Support / Troubleshooting

Please look for the answer to your problem in the iSpeech Developer Forum: http://www.ispeech.org/forums/

Software Development Kits

iSpeech SDKs simplify the iSpeech API.  You should use iSpeech SDKs if the option is available.  Only mobile SDKs made by iSpeech allow you to use the iSpeech API for free.

Availability

iPhone, Android, BlackBerry, .NET, Java (Server), PHP, Flash, Javascript/Flash, Ruby, Python, Perl

API Access Pricing

PLATFORMS

PRICE

iPhone, Android, BlackBerry

Free with fair usage using iSpeech SDK for non-revenue generating apps.  Apps must follow the iSpeech standard usage guidelines for branding.

.NET, Java, PHP, Flash, Ruby, Python, Perl

Between $0.05 and $0.0001 per word (TTS) or transaction (ASR), depending on quantity

Section 2

Text to Speech

The iSpeech Text-To-Speech API allows you to synthesize high-quality spoken audio in multiple formats. The iSpeech API doesn’t use callbacks because it’s fast and synchronous. You'll always receive audio data or an error message in the same HTTP transaction.

──────

## GOALS
1. Turn the paragraph of the iSpeech support page that begins "The iSpeech Text-To-Speech API allows" into a short list, keeping its main facts.
2. Write out the part of the iSpeech support page starting at "API Access Pricing" and ending at "guidelines for branding.", renaming "fair usage" to "reasonable usage" wherever it appears.
The lines have nothing to do with this.

──────

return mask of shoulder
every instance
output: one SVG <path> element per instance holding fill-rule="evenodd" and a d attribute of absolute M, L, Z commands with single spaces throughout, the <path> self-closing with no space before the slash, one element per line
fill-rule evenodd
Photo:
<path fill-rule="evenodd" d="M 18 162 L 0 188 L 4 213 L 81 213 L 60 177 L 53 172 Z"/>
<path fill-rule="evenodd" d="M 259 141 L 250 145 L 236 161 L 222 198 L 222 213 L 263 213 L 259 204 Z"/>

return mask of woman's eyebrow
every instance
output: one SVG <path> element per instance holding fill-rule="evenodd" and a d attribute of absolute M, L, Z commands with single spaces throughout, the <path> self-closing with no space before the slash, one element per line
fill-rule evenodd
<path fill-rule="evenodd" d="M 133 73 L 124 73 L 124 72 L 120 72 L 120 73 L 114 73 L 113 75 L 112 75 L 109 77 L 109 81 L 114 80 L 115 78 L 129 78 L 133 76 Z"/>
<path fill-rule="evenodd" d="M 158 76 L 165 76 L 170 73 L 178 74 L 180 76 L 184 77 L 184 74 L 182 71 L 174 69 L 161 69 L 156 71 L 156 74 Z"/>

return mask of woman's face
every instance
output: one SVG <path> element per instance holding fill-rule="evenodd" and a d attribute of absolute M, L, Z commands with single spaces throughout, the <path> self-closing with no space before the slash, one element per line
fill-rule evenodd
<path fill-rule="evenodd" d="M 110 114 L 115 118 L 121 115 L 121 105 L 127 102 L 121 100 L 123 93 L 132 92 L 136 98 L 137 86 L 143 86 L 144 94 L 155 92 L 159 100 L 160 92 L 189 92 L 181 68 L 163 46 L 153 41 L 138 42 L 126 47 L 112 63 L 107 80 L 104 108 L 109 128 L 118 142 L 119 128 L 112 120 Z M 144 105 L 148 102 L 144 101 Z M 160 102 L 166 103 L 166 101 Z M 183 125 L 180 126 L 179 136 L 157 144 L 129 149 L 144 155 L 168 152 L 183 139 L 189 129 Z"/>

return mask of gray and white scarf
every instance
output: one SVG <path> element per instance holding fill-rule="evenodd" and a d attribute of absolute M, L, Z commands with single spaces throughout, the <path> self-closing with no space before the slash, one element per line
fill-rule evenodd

──────

## THE SOLUTIONS
1.
- The API synthesizes high-quality spoken audio in multiple formats.
- It uses no callbacks, because it is fast and synchronous.
- You always get audio data or an error message in the same HTTP transaction.

2.
API Access Pricing

PLATFORMS

PRICE

iPhone, Android, BlackBerry

Free with reasonable usage using iSpeech SDK for non-revenue generating apps.  Apps must follow the iSpeech standard usage guidelines for branding.